+++ SUPPLIED INFORMATION
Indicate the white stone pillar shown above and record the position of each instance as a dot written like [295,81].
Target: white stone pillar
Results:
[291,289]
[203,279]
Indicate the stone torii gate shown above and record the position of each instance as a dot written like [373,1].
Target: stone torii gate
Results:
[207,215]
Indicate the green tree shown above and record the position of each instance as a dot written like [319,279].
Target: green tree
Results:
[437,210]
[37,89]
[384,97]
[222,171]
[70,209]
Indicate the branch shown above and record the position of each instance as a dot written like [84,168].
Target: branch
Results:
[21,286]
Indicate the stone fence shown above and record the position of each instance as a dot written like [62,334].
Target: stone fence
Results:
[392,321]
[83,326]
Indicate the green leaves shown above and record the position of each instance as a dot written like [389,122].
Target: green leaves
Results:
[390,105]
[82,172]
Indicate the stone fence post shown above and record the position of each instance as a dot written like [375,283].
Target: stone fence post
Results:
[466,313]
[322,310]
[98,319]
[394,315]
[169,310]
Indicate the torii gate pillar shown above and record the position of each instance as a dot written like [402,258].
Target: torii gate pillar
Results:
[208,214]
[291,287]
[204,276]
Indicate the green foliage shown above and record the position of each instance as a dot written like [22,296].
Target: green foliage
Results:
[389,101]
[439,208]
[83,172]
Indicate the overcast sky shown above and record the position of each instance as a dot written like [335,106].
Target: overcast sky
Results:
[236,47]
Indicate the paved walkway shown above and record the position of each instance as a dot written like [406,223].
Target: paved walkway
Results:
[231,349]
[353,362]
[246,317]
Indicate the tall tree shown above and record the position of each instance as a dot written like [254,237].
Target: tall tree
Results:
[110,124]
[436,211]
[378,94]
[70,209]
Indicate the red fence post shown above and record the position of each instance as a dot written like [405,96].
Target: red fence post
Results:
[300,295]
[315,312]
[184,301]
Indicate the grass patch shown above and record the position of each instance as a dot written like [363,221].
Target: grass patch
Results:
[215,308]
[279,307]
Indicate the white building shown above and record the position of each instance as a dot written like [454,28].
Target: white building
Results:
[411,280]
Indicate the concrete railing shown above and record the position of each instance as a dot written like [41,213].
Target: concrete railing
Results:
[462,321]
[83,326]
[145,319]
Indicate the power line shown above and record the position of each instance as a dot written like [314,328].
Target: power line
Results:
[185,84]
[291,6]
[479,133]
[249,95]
++++++
+++ SUPPLIED INFORMATION
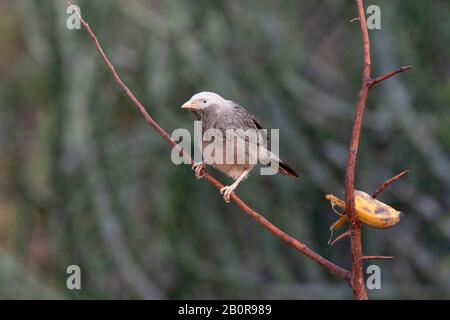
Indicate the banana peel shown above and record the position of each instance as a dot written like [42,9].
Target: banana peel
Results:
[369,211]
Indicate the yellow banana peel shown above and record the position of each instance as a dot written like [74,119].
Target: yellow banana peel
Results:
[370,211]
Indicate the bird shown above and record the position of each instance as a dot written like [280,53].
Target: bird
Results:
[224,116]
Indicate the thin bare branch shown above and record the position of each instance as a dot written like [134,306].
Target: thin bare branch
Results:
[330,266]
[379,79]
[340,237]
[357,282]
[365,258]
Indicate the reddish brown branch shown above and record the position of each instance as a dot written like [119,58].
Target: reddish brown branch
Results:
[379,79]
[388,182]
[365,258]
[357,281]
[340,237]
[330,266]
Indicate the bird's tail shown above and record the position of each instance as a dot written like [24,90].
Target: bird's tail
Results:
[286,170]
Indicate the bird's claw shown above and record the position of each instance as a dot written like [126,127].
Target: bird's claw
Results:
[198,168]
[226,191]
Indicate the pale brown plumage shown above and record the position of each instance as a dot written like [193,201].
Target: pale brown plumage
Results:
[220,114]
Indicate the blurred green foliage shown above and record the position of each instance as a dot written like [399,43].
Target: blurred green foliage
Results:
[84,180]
++++++
Report each line of the records that holds the word "bare".

REPLY TO THE EXERCISE:
Indicate the thin bare branch shown above and record the position of each instance as a dot written like [134,306].
Target: thin bare branch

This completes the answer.